━━ Source document
[PATCH] fbdev: defio: fix the pagelist corruption
Paul Menzel
pmenzel at molgen.mpg.de
Mon Mar 28 06:15:14 UTC 2022
Dear Chuansheng,
Am 28.03.22 um 02:58 schrieb Liu, Chuansheng:
>> -----Original Message-----
>> Sent: Saturday, March 26, 2022 4:11 PM
>> Am 17.03.22 um 06:46 schrieb Chuansheng Liu:
>>> Easily hit the below list corruption:
>>> ==
>>> list_add corruption. prev->next should be next (ffffffffc0ceb090), but
>>> was ffffec604507edc8. (prev=ffffec604507edc8).
>>> WARNING: CPU: 65 PID: 3959 at lib/list_debug.c:26
>>> __list_add_valid+0x53/0x80
>>> CPU: 65 PID: 3959 Comm: fbdev Tainted: G U
>>> RIP: 0010:__list_add_valid+0x53/0x80
>>> Call Trace:
>>> <TASK>
>>> fb_deferred_io_mkwrite+0xea/0x150
>>> do_page_mkwrite+0x57/0xc0
>>> do_wp_page+0x278/0x2f0
>>> __handle_mm_fault+0xdc2/0x1590
>>> handle_mm_fault+0xdd/0x2c0
>>> do_user_addr_fault+0x1d3/0x650
>>> exc_page_fault+0x77/0x180
>>> ? asm_exc_page_fault+0x8/0x30
>>> asm_exc_page_fault+0x1e/0x30
>>> RIP: 0033:0x7fd98fc8fad1
>>> ==
>>>
>>> Figure out the race happens when one process is adding &page->lru into
>>> the pagelist tail in fb_deferred_io_mkwrite(), another process is
>>> re-initializing the same &page->lru in fb_deferred_io_fault(), which is
>>> not protected by the lock.
>>>
>>> This fix is to init all the page lists one time during initialization,
>>> it not only fixes the list corruption, but also avoids INIT_LIST_HEAD()
>>> redundantly.
>>>
>>> Fixes: 105a940416fc ("fbdev/defio: Early-out if page is already enlisted")
>>> Cc: Thomas Zimmermann <tzimmermann at suse.de>
>>> Signed-off-by: Chuansheng Liu <chuansheng.liu at intel.com>
>>> ---
>>> drivers/video/fbdev/core/fb_defio.c | 9 ++++++++-
>>> 1 file changed, 8 insertions(+), 1 deletion(-)
━━━━
━━ Information shown
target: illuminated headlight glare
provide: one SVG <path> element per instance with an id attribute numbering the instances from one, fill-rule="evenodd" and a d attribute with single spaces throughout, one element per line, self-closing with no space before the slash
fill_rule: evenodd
━━━━
**Exercise requirements**
a – In the fbdev defio patch email, which functions are named in the paragraphs that explain the race and the fix? List each one once.
b – Please carry on the fbdev defio patch email from the point where it stops.

**The replies**
a –
fb_deferred_io_mkwrite()
fb_deferred_io_fault()
INIT_LIST_HEAD()

b –
>>>
>>> diff --git a/drivers/video/fbdev/core/fb_defio.c b/drivers/video/fbdev/core/fb_defio.c
>>> index 98b0f23bf5e2..eafb66ca4f28 100644
>>> --- a/drivers/video/fbdev/core/fb_defio.c
>>> +++ b/drivers/video/fbdev/core/fb_defio.c
>>> @@ -59,7 +59,6 @@ static vm_fault_t fb_deferred_io_fault(struct vm_fault *vmf)
>>> printk(KERN_ERR "no mapping available\n");
>>>
>>> BUG_ON(!page->mapping);
>>> - INIT_LIST_HEAD(&page->lru);
>>> page->index = vmf->pgoff;
>>>
>>> vmf->page = page;
>>> @@ -220,6 +219,8 @@ static void fb_deferred_io_work(struct work_struct *work)
>>> void fb_deferred_io_init(struct fb_info *info)
>>> {
>>> struct fb_deferred_io *fbdefio = info->fbdefio;
>>> + struct page *page;
>>> + int i;
>>>
>>> BUG_ON(!fbdefio);
>>> mutex_init(&fbdefio->lock);
>>> @@ -227,6 +228,12 @@ void fb_deferred_io_init(struct fb_info *info)
>>> INIT_LIST_HEAD(&fbdefio->pagelist);
>>> if (fbdefio->delay == 0) /* set a default of 1 s */
>>> fbdefio->delay = HZ;
>>> +
>>> + /* initialize all the page lists one time */
>>> + for (i = 0; i < info->fix.smem_len; i += PAGE_SIZE) {
>>> + page = fb_deferred_io_page(info, i);
>>> + INIT_LIST_HEAD(&page->lru);
>>> + }
>>> }
>>> EXPORT_SYMBOL_GPL(fb_deferred_io_init);
>>>
>> Applying your patch on top of current Linus’ master branch, tty0 is
>> unusable and looks frozen. Sometimes network card still works, sometimes
>> not.
>
> I don't see how the patch would cause below BUG call stack, need some time to
> debug. Just few comments:
> 1. Will the system work well without this patch?
Yes, the framebuffer works well without the patch.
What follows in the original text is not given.